Information:
※
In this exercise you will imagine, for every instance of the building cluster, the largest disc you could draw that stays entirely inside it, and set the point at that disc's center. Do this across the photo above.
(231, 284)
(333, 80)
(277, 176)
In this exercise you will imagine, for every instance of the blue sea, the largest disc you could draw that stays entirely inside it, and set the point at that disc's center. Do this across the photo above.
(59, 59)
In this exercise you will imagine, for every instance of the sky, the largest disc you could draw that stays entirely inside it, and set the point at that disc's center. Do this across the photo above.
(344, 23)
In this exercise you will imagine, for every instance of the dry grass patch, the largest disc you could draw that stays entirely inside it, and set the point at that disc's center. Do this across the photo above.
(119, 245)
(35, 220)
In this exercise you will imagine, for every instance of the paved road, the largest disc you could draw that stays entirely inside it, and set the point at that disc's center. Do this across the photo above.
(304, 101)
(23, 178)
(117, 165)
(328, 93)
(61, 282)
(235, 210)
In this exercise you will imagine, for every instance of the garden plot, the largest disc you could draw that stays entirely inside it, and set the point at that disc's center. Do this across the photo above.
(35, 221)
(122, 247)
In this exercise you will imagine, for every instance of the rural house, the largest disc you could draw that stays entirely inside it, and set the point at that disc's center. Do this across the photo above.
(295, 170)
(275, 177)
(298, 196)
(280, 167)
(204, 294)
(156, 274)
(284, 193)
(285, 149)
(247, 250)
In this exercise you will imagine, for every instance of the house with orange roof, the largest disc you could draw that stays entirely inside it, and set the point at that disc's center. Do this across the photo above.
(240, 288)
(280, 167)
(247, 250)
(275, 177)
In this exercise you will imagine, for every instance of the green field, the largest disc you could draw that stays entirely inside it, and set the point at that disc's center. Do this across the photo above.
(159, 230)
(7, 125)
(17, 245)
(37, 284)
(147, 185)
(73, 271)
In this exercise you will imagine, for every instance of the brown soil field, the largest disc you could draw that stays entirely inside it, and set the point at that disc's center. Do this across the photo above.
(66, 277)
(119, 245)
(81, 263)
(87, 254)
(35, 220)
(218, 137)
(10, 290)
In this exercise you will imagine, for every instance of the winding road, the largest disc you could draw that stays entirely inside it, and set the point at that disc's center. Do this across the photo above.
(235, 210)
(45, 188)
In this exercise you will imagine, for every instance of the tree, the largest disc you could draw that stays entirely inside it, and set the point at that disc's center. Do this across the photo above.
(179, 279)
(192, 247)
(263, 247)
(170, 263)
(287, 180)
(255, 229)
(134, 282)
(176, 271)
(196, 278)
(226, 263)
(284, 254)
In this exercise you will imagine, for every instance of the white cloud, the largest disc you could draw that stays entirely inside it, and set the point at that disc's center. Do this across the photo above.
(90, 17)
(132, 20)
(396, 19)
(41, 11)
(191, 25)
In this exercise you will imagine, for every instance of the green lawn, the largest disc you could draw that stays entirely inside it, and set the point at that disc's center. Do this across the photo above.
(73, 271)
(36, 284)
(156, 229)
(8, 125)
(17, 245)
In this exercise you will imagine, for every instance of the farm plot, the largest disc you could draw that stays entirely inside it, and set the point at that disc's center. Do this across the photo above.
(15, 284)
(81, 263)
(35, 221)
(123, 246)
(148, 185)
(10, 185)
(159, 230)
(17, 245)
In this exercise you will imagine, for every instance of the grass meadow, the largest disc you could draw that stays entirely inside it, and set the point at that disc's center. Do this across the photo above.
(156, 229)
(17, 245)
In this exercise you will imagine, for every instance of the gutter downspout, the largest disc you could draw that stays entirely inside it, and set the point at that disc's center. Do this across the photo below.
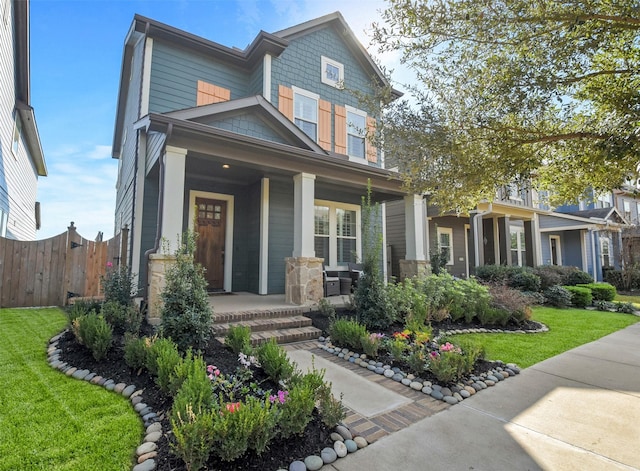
※
Task goal: Give the listing again exactly, excluding pictures.

Solution to this problem:
In this exercise you will imagine, for every instance of the building cluster, the largest disc you could draw that stays entirely inside it, and set the point at that disc's center. Do this across the photo above.
(231, 284)
(333, 80)
(277, 176)
In this exercise you will imagine, for every instance of the blue sea, the largest disc you could draw that stays entirely inside it, and set the point at that disc's center. Do this across the photo above.
(59, 59)
In this exercise you will imagine, for every instance of the sky, the largest disc you could draw that stays entirely inside it, and set the point at that disc's center. Do this across the photo above.
(344, 23)
In this exercise you will imagine, for every instance of the dry grass patch, the largest disc you could draw that stays entirely inside it, and set the point at that disc's center. Do this across the photo above.
(119, 245)
(35, 220)
In this exercise you will imagine, for every instance of the paved road, the largest disc you could draw that stays entirely inside it, and set the point at that disc's center. Do this across the photo above.
(304, 101)
(23, 178)
(117, 165)
(328, 93)
(61, 282)
(235, 210)
In this exercise you will imagine, for every instance of the garden plot, the largest disc you could draw that stays entirely inside it, and set the point at that disc's center. Do this across the photo above.
(35, 221)
(122, 247)
In this exercise you will imagine, for every instance of the rural house, the largest disc you could draw that stays entirely inside it, and set the point at that disc's center. Do this across the photo above.
(295, 170)
(275, 177)
(298, 196)
(280, 167)
(204, 294)
(156, 274)
(284, 193)
(285, 149)
(247, 250)
In this exercise you will imagine, for every instance of the house with orange roof, the largest disc you could draw that stays entirely inside it, and set the point at that disc's center. Do this across the photo above.
(240, 288)
(280, 167)
(247, 250)
(275, 177)
In this exercise you will imagine, for every instance of the green field, the largest disc you could draw that stays entirely inside it, and set the point at that disc's center. Do this across the photo above.
(159, 230)
(7, 125)
(17, 245)
(37, 284)
(147, 185)
(73, 271)
In this exercise you will imagine, for every instance of the brown soil field, the largest disc you could draw that stays entirely inside it, and set the point at that disc's center. Do this across the photo above.
(66, 277)
(119, 245)
(81, 263)
(87, 254)
(35, 220)
(218, 137)
(10, 290)
In this exercise you will imagine, for every instance of the winding road, the largest disc you could draw that stays entirely inside it, and set the point at that disc's center. Do this across the photo above.
(235, 210)
(45, 188)
In this exercise you will imagine, for every instance of the tree, the largest disc you could draw that stays entirely inside it, and set the point at that disc's center. Do this across the photo above.
(179, 279)
(192, 247)
(263, 247)
(170, 263)
(287, 180)
(255, 229)
(134, 282)
(176, 271)
(196, 278)
(226, 263)
(284, 254)
In this exercise you will imagine, for every instance of the white cloud, the largest disc you could draw that stays entirely inside it, and set the point at that disc's center. Do this across the photo above.
(90, 17)
(132, 20)
(396, 19)
(41, 11)
(191, 25)
In this exercise you will imagine, for every instance of the green lawn, the largest disc you could draw that stays entirely inside it, and set the point at that disc's center. Do this across the photo above.
(73, 271)
(36, 284)
(156, 229)
(8, 125)
(17, 245)
In this exercise you will imagine, for every instance of the farm plot, the largest disc you could draw that stays entirely inside it, and set the point at that disc's center. Do this across the photo above.
(15, 284)
(81, 263)
(35, 221)
(123, 246)
(148, 185)
(10, 185)
(159, 230)
(17, 245)
In this exercise you will imagine, for every instance of the grass meadow, the largest disc you could draw that stays entirely inside it, and set the point at that disc's center. Do this across the photo above.
(156, 229)
(17, 245)
In this exercise you will imagine, for every instance of the gutter downspout, the largest disc you could draw that stays entirely inside it, and set the point at that disc's center. Do this across the photo below.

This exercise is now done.